• _What you should do_:
Only the lines below from the one that holds "emblem, written as integer pixel values." through the one that holds "pants, written as integer pixel values." should appear in the answer, copied exactly, end lines included and pictures omitted.

━━━━━ Data records

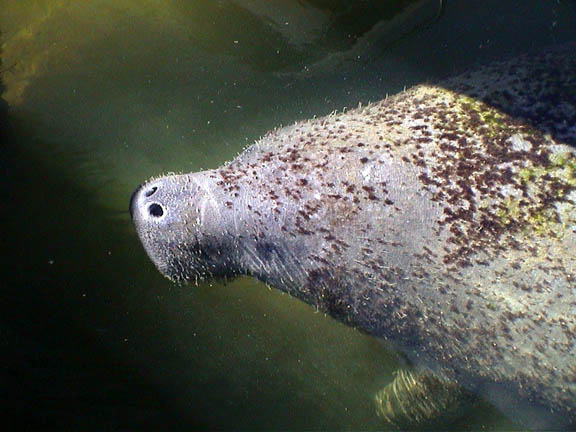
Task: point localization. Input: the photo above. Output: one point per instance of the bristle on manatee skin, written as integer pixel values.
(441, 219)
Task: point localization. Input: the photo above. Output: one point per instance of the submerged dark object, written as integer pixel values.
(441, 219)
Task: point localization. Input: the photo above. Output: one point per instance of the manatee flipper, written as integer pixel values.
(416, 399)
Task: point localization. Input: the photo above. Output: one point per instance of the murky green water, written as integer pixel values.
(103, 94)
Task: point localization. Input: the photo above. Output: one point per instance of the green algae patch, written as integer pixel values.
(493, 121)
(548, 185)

━━━━━━━━━━
━━━━━ Data records

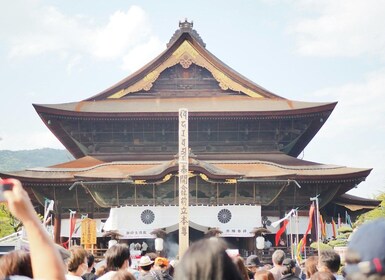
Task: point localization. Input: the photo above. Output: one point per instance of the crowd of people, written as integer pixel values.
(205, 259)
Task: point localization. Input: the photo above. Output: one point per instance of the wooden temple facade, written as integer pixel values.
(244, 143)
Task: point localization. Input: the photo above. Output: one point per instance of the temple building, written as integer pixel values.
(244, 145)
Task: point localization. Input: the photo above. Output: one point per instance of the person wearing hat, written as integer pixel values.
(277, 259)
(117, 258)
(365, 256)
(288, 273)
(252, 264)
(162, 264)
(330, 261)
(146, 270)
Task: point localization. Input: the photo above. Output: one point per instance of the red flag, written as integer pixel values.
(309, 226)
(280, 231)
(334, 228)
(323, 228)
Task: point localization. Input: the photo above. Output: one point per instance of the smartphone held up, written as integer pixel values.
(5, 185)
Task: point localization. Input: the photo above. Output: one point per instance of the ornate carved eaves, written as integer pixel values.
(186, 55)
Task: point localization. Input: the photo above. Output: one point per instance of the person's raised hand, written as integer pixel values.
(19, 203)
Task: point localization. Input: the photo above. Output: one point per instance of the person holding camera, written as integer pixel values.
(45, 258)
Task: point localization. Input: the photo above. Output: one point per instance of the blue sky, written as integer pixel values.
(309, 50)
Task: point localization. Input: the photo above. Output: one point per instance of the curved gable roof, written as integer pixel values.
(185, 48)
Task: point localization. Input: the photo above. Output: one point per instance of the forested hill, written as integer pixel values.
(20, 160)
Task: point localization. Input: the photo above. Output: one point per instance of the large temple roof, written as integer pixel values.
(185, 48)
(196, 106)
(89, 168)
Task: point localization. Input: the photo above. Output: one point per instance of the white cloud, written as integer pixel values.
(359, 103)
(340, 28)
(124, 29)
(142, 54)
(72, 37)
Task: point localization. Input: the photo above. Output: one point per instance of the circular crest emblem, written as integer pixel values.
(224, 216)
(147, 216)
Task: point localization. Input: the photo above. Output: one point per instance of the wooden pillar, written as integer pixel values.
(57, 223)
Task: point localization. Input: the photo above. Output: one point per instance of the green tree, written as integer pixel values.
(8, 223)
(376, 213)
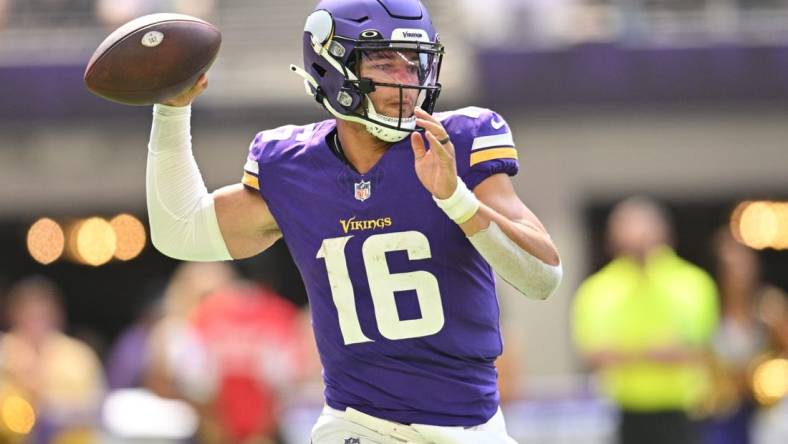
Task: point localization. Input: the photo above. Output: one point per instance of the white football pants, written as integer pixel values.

━━━━━━━━━━

• _Exercise result_:
Task: point localization. Input: the photo above. Output: one point per instance of the circular crest emblem, written as integer pixel values.
(224, 216)
(147, 216)
Task: point localization. Input: the photo above. Output: one point per instance of the wooden pillar, written as integer pixel values.
(57, 223)
Task: point localization. Input: the photo above. Output: one point per instance of the green tree, written as integer pixel values.
(8, 223)
(376, 213)
Task: point localization. Input: the photo above. Output: one point per instance of the white football pants, written as integer pixel values.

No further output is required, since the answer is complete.